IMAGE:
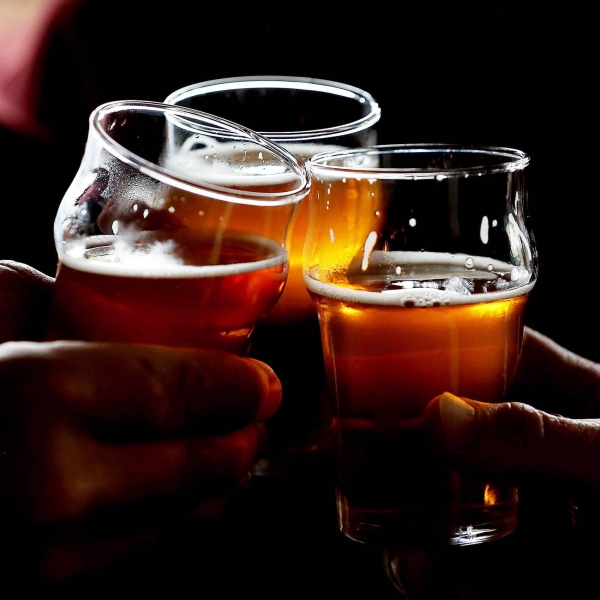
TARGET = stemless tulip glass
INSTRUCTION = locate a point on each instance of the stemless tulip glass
(305, 116)
(153, 251)
(420, 260)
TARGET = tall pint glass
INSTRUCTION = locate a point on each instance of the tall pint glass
(305, 116)
(420, 268)
(151, 251)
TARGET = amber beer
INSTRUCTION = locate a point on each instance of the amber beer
(388, 351)
(177, 292)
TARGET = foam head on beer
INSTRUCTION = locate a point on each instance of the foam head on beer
(420, 265)
(157, 244)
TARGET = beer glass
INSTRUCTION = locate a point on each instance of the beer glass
(152, 251)
(420, 268)
(305, 116)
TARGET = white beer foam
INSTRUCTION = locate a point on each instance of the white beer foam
(404, 294)
(112, 255)
(211, 164)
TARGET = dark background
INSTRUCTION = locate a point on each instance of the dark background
(495, 75)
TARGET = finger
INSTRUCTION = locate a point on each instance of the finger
(514, 439)
(86, 476)
(151, 387)
(555, 379)
(25, 298)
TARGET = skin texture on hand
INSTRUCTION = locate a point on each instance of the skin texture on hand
(102, 445)
(25, 297)
(558, 439)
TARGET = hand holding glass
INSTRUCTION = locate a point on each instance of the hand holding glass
(420, 261)
(304, 116)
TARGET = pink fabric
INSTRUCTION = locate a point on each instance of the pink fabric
(22, 52)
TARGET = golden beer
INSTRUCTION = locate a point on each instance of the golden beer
(189, 297)
(387, 354)
(420, 264)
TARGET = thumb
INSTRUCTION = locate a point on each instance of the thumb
(512, 439)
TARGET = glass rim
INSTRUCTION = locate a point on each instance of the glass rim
(507, 160)
(189, 118)
(324, 86)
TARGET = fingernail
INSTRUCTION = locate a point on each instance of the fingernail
(458, 418)
(272, 396)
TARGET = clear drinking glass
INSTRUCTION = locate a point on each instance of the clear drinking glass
(153, 251)
(420, 268)
(305, 116)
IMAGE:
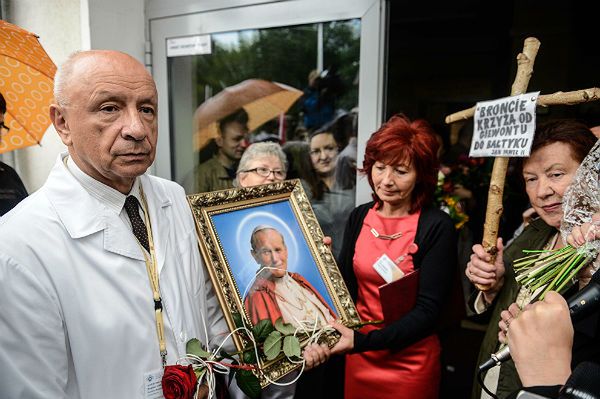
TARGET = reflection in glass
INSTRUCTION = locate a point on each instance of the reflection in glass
(209, 134)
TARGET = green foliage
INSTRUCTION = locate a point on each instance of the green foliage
(249, 356)
(248, 383)
(272, 345)
(291, 346)
(195, 347)
(262, 329)
(284, 328)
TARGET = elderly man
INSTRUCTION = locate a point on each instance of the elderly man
(277, 293)
(101, 281)
(218, 173)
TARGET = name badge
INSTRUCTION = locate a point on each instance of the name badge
(387, 269)
(153, 384)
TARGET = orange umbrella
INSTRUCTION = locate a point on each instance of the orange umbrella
(261, 99)
(26, 82)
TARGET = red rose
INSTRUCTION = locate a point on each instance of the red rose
(179, 382)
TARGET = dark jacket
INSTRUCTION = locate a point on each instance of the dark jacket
(436, 258)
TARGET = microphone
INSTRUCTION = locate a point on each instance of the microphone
(584, 382)
(581, 304)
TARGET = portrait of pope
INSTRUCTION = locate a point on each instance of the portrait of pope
(276, 292)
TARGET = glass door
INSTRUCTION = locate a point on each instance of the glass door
(278, 71)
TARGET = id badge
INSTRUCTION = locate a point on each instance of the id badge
(153, 384)
(387, 269)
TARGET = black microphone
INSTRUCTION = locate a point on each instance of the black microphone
(581, 304)
(584, 382)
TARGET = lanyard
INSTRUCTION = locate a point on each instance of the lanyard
(153, 277)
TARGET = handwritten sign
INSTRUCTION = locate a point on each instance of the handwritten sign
(189, 45)
(504, 127)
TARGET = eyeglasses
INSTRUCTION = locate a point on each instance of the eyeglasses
(328, 149)
(265, 172)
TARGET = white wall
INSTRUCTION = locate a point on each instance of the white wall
(117, 25)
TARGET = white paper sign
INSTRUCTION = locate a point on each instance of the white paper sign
(188, 45)
(504, 127)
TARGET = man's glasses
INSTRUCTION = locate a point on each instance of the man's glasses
(265, 172)
(4, 127)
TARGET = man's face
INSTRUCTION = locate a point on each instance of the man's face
(109, 123)
(271, 251)
(233, 140)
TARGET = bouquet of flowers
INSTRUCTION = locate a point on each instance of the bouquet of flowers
(555, 270)
(455, 186)
(265, 340)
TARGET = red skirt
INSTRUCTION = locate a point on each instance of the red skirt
(413, 372)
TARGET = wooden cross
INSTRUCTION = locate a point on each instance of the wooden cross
(525, 61)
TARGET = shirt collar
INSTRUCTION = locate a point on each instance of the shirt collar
(111, 198)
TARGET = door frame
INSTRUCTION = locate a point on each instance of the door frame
(236, 15)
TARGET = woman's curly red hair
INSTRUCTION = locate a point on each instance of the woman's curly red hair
(401, 140)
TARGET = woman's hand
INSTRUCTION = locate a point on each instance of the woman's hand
(580, 235)
(480, 271)
(346, 342)
(586, 232)
(541, 340)
(506, 317)
(315, 355)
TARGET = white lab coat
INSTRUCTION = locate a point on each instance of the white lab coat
(76, 309)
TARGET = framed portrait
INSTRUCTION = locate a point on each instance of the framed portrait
(264, 251)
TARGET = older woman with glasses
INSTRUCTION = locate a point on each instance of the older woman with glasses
(262, 163)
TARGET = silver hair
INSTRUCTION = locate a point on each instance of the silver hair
(262, 227)
(257, 151)
(62, 77)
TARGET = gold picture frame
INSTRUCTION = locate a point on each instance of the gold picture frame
(224, 221)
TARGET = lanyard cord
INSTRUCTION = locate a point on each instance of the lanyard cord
(153, 277)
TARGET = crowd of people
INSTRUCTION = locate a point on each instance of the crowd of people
(102, 283)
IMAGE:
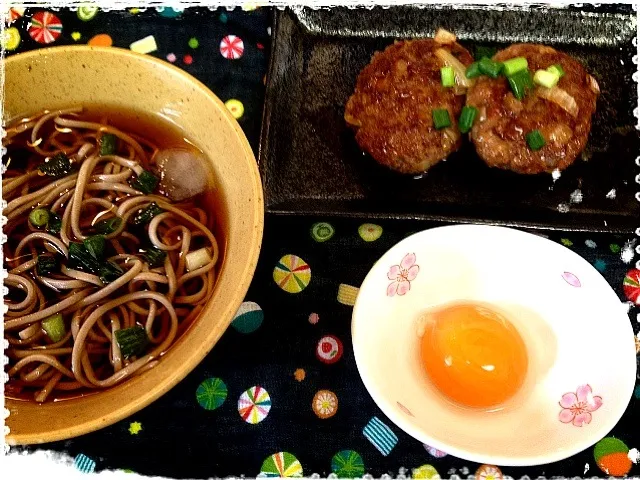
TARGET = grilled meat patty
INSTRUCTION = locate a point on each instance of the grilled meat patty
(500, 130)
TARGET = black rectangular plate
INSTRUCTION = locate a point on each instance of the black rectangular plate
(311, 164)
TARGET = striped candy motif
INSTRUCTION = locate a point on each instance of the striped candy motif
(380, 436)
(292, 274)
(631, 285)
(84, 463)
(282, 465)
(45, 27)
(254, 405)
(232, 47)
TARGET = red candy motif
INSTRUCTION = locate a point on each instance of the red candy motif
(45, 27)
(329, 349)
(231, 47)
(631, 285)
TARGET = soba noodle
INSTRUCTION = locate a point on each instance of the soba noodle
(105, 271)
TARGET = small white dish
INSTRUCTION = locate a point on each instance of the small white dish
(576, 330)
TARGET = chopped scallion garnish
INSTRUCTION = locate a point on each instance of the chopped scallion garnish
(467, 117)
(535, 140)
(105, 227)
(146, 182)
(557, 69)
(521, 83)
(155, 257)
(448, 76)
(58, 166)
(441, 118)
(489, 67)
(132, 341)
(546, 78)
(39, 217)
(484, 51)
(473, 70)
(514, 65)
(95, 246)
(54, 327)
(108, 144)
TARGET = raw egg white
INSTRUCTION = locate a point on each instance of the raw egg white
(473, 355)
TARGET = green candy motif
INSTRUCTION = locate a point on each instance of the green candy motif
(211, 393)
(347, 464)
(322, 231)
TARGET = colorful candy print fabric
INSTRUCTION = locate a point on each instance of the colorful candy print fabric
(280, 394)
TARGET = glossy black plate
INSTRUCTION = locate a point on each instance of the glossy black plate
(311, 164)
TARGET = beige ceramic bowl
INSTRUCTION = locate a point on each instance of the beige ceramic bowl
(63, 76)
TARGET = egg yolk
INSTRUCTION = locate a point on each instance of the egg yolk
(473, 355)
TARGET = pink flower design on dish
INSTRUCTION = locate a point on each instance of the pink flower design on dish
(402, 275)
(577, 407)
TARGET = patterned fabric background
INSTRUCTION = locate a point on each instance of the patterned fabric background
(280, 394)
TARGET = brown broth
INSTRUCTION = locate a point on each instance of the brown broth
(164, 134)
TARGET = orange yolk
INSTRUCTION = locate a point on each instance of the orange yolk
(473, 355)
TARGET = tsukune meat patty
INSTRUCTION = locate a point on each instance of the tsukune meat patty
(392, 108)
(548, 127)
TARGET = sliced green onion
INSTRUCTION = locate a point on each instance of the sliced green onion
(95, 246)
(514, 65)
(467, 117)
(144, 216)
(489, 67)
(54, 327)
(197, 259)
(105, 227)
(546, 78)
(521, 83)
(441, 118)
(87, 12)
(132, 341)
(55, 224)
(39, 217)
(81, 259)
(473, 70)
(448, 77)
(108, 144)
(557, 69)
(535, 140)
(57, 166)
(146, 182)
(46, 264)
(155, 257)
(484, 51)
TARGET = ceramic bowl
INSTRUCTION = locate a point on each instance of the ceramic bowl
(63, 76)
(582, 360)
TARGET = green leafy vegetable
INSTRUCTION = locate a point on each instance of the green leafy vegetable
(144, 216)
(47, 263)
(54, 327)
(39, 217)
(105, 227)
(58, 166)
(146, 182)
(108, 144)
(132, 341)
(55, 224)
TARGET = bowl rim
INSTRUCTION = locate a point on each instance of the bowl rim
(251, 249)
(402, 422)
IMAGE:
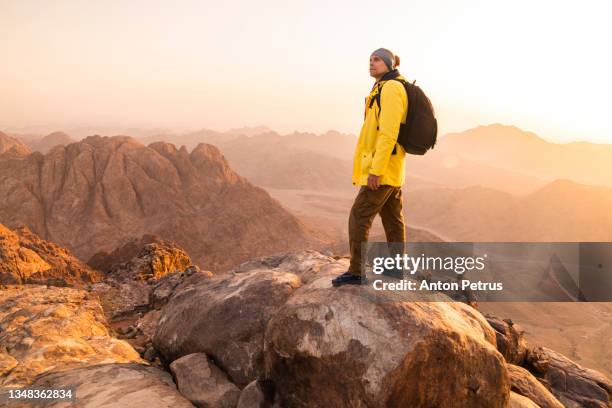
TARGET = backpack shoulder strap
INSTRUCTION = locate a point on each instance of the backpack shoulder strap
(377, 97)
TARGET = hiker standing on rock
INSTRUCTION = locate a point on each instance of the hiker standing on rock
(379, 162)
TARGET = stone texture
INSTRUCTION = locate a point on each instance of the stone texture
(252, 396)
(278, 318)
(25, 258)
(152, 258)
(51, 328)
(509, 339)
(524, 383)
(202, 383)
(225, 317)
(568, 381)
(519, 401)
(115, 385)
(98, 193)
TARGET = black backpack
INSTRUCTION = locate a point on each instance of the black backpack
(420, 131)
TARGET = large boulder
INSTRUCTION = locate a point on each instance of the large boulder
(353, 346)
(525, 384)
(510, 339)
(520, 401)
(573, 385)
(50, 328)
(225, 317)
(203, 383)
(151, 258)
(114, 385)
(278, 318)
(26, 258)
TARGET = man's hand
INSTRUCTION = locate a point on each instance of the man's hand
(373, 181)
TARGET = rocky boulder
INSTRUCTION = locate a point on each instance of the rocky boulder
(50, 328)
(26, 258)
(205, 385)
(573, 385)
(279, 319)
(509, 338)
(225, 317)
(95, 194)
(115, 385)
(524, 383)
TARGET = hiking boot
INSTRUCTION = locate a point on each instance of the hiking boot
(348, 278)
(394, 273)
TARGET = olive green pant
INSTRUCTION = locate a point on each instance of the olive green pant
(386, 201)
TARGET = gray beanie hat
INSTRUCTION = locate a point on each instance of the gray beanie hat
(387, 56)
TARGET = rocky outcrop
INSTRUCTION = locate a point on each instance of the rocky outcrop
(519, 401)
(225, 317)
(525, 384)
(279, 319)
(572, 384)
(147, 272)
(152, 258)
(115, 385)
(51, 328)
(11, 147)
(46, 143)
(202, 383)
(509, 339)
(25, 258)
(97, 194)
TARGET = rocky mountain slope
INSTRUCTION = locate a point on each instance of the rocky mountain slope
(562, 210)
(274, 333)
(25, 258)
(101, 192)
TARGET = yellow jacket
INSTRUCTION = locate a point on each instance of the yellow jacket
(377, 150)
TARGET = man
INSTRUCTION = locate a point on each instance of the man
(379, 163)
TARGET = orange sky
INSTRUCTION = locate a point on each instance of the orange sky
(303, 65)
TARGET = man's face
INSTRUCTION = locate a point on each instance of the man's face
(377, 67)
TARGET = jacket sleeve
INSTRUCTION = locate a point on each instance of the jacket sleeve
(392, 111)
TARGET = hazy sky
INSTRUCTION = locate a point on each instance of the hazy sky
(543, 66)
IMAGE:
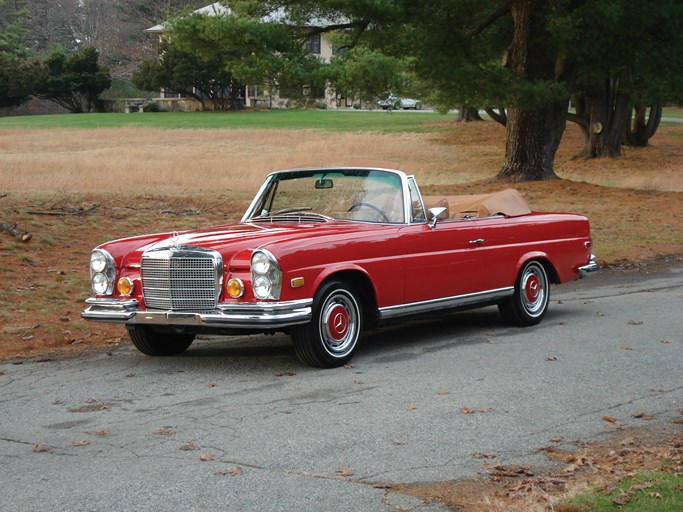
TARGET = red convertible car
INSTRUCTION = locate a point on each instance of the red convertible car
(324, 253)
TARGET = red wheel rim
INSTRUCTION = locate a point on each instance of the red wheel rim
(338, 322)
(532, 288)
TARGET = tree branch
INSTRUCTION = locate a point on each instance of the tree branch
(495, 16)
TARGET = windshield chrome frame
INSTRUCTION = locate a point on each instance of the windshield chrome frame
(405, 191)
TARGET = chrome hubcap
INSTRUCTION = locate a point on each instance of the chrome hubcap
(534, 289)
(339, 324)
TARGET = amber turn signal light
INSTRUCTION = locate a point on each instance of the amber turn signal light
(235, 288)
(125, 286)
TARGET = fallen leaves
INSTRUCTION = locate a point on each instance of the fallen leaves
(470, 410)
(231, 471)
(613, 422)
(285, 374)
(164, 431)
(498, 471)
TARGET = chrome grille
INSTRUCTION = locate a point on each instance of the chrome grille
(182, 279)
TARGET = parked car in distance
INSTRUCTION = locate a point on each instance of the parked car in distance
(394, 102)
(324, 253)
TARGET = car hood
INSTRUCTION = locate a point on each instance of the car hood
(230, 239)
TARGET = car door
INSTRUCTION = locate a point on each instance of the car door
(440, 261)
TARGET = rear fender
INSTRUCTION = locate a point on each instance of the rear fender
(544, 259)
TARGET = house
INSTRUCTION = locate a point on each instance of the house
(259, 95)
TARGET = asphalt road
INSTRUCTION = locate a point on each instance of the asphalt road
(240, 424)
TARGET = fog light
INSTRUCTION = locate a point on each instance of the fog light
(125, 286)
(235, 288)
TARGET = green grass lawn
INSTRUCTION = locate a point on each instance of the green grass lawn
(658, 491)
(345, 121)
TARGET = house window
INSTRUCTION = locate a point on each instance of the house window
(312, 44)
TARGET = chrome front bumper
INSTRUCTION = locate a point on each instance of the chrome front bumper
(268, 315)
(592, 266)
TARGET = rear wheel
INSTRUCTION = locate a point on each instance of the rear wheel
(154, 343)
(331, 337)
(529, 302)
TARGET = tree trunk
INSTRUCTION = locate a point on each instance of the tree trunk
(603, 114)
(499, 116)
(641, 127)
(531, 141)
(532, 134)
(468, 114)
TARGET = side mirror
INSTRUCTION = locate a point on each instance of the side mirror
(435, 214)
====================
*TASK*
Retype only the lines above between the line with "TARGET = car door" and the line with "TARGET = asphalt road", counting those two lines as well, and keep every character as it is.

*WRITTEN ANSWER*
TARGET = car door
INSTRUCTION = locate a point on each instance of the car door
(440, 261)
TARGET = rear fender
INSTRUCTION = locate a point on each instance of the rear fender
(544, 259)
TARGET = house
INSTRUCTION = locate a point on each instance of the house
(259, 95)
TARGET = asphalt road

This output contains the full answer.